Exercise objective =
Where a line contains "Target: sun glow", start there and write out that line and each one after it, word for word, through the final line of the entries; add nothing else.

[Natural-language object grounding data]
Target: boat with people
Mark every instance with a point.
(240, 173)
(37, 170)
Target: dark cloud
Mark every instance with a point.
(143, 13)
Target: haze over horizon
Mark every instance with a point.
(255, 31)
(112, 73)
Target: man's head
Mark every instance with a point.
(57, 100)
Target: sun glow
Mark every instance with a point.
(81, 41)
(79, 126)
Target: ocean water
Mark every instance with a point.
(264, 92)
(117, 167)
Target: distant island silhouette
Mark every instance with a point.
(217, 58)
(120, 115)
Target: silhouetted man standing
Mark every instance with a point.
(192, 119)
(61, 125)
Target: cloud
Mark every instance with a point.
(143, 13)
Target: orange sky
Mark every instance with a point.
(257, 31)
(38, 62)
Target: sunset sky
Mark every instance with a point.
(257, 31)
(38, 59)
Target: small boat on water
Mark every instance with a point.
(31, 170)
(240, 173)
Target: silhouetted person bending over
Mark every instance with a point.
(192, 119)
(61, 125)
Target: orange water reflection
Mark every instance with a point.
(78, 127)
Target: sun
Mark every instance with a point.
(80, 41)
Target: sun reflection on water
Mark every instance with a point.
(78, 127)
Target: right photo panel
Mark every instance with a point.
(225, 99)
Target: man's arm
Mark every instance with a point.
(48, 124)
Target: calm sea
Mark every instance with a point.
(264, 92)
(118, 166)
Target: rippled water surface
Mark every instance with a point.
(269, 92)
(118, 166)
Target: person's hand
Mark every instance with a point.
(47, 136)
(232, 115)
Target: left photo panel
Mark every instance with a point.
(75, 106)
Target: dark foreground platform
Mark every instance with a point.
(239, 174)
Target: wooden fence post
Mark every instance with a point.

Answer space =
Target: sun glow
Mark every instance with a point.
(81, 41)
(79, 126)
Target: ocean water
Mark every instance with a point.
(264, 92)
(117, 167)
Target: distant island silhouette
Mark every instance with a point.
(217, 58)
(120, 115)
Target: silhouetted man standing
Mark every instance with a point.
(192, 119)
(61, 125)
Target: cloud
Mark every instance with a point.
(143, 13)
Target: orange sky
Mark every instance with a point.
(257, 31)
(38, 62)
Target: sunset sky
Mark every instance with a point.
(257, 31)
(38, 59)
Target: small boat on water
Mark every instance with a point.
(31, 170)
(240, 173)
Target: silhouetted person bending over
Mark every instance with a point.
(192, 119)
(61, 125)
Target: orange water reflection
Mark every instance with a point.
(78, 127)
Target: sun
Mark every instance with a point.
(80, 41)
Target: sun reflection on water
Mark every instance with a point.
(78, 127)
Target: right photo panel
Mark every instance with a point.
(225, 99)
Target: man's arm
Mark every instance with a point.
(48, 124)
Target: calm sea
Mark every instance with a point.
(264, 92)
(118, 166)
Target: rippled water surface
Mark every instance with a point.
(269, 92)
(118, 166)
Target: person's hand
Mark every instance with a point.
(47, 136)
(232, 115)
Target: left photo panel
Mark every instance with a point.
(75, 106)
Target: dark foreground platform
Mark every instance with a point.
(239, 174)
Target: wooden fence post
Mark every instance with a point.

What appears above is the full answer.